Instructions to follow: Retype the Mussel Point field trip text below in full, exactly as it appears.

Source text:
'''

Mussel Mania!

Friday, May 11, 2012, second entry – After the exciting time with the pinnipeds at Simpson’s Reef, Florida Tech Biological Oceanography students headed to Mussel Point for our fourth rocky intertidal field trip.

The journey to Mussel Point was different from our other hikes, passing through thick pine temperate rain forest to the access point on the cliff.  From there, a rope led down a dirt stair path.

This cliffside path gave at least one student a bit of vertigo, but we all made it down (and back up – see above) safe and happy. The Florida Tech Biological Oceanography students soon discovered that the really special thing about Mussel Point is that the rocky intertidal here is a horizontal flat geological formation almost the size of a football field.

Because the platform is horizontal, and happens to fall at the tide level that determines the zone of the California mussel, the entire shelf is carpeted wall-to-wall with the blue mussels (Mytilus californianus). Mytilus at this level is hands-down the dominant competitor and easily edges out would-be competition for space on the rock.

However, at the same time, the mussels create a low canopy of space which houses diverse organisms.

The assignment for today is for Florida Tech Biological Oceanography students to collect 10×10 cm plots of mussels and return to the lab in order to identify and count that which lives within the mussels.

In the protected recesses behind Mussel Point is a small, but amazing beach made entirely of shells, mostly of mussels.  We picked through these for a few mementos of the trip.

'''

Exercise data:
'''

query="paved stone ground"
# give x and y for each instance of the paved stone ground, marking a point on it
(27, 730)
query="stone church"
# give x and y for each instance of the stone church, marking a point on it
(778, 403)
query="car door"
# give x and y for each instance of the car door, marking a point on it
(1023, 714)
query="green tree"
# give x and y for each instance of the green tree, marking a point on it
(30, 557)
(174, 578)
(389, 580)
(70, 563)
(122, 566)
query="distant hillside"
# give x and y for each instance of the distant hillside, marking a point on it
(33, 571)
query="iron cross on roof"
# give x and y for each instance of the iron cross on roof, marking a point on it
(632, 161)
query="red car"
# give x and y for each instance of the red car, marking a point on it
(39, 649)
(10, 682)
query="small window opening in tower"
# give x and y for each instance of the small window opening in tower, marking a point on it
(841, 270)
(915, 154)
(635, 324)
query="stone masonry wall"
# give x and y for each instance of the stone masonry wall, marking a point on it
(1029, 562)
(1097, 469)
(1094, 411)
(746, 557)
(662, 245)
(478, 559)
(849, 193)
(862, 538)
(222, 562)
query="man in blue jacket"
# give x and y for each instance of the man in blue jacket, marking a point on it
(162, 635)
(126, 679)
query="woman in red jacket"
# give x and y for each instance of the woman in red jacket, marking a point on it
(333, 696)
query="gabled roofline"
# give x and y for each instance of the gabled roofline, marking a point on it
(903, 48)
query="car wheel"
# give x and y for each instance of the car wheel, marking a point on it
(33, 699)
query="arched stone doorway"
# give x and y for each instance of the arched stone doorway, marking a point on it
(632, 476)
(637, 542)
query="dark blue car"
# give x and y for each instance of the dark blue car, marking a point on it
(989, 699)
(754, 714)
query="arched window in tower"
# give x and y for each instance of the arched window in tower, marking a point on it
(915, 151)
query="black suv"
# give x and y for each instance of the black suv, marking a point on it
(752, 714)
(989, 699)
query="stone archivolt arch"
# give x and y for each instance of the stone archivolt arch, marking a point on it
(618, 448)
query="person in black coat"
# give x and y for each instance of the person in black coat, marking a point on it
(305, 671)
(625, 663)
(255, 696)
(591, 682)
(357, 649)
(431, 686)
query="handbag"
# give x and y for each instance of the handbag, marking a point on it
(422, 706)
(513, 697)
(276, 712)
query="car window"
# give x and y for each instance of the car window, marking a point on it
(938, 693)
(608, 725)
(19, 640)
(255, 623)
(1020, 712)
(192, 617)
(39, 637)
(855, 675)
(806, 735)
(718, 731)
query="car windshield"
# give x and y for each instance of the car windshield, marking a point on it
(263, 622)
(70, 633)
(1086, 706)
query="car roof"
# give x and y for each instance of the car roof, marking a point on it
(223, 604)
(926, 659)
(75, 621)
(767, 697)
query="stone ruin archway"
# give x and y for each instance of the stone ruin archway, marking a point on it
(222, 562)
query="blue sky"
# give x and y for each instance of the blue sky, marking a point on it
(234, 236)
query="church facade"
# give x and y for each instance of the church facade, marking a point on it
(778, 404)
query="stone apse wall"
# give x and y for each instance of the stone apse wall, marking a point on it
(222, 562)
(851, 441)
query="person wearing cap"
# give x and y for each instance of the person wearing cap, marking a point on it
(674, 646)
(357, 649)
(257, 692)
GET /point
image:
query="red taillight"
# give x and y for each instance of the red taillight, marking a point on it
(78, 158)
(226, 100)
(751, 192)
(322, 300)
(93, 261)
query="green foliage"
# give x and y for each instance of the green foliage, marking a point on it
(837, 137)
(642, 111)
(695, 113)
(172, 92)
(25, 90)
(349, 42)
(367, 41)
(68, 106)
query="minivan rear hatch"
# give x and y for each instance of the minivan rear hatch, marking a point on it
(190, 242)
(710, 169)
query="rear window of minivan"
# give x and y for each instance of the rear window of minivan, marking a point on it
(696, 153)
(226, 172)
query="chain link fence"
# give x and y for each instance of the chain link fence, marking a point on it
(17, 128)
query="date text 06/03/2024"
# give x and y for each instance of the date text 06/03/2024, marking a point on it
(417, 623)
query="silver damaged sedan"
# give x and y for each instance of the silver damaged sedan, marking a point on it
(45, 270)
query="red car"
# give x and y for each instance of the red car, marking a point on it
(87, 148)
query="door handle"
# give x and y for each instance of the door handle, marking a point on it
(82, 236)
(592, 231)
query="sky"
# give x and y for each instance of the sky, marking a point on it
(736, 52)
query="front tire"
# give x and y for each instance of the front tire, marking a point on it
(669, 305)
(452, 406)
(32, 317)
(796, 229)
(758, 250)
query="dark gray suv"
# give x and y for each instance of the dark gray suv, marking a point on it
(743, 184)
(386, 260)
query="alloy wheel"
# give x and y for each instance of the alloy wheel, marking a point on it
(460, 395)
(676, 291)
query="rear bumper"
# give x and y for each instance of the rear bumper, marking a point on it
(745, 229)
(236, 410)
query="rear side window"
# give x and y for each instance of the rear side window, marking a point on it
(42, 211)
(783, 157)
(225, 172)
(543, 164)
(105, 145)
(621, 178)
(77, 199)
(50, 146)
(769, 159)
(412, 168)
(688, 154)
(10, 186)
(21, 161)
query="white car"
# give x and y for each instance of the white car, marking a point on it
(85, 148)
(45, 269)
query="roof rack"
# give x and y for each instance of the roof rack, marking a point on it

'''

Solution for this exercise:
Mussel Mania!

Friday, May 11, 2012, second entry – After the exciting time with the pinnipeds at Simpson’s Reef, Florida Tech Biological Oceanography students headed to Mussel Point for our fourth rocky intertidal field trip.

The journey to Mussel Point was different from our other hikes, passing through thick pine temperate rain forest to the access point on the cliff.  From there, a rope led down a dirt stair path.

This cliffside path gave at least one student a bit of vertigo, but we all made it down (and back up – see above) safe and happy. The Florida Tech Biological Oceanography students soon discovered that the really special thing about Mussel Point is that the rocky intertidal here is a horizontal flat geological formation almost the size of a football field.

Because the platform is horizontal, and happens to fall at the tide level that determines the zone of the California mussel, the entire shelf is carpeted wall-to-wall with the blue mussels (Mytilus californianus). Mytilus at this level is hands-down the dominant competitor and easily edges out would-be competition for space on the rock.

However, at the same time, the mussels create a low canopy of space which houses diverse organisms.

The assignment for today is for Florida Tech Biological Oceanography students to collect 10×10 cm plots of mussels and return to the lab in order to identify and count that which lives within the mussels.

In the protected recesses behind Mussel Point is a small, but amazing beach made entirely of shells, mostly of mussels.  We picked through these for a few mementos of the trip.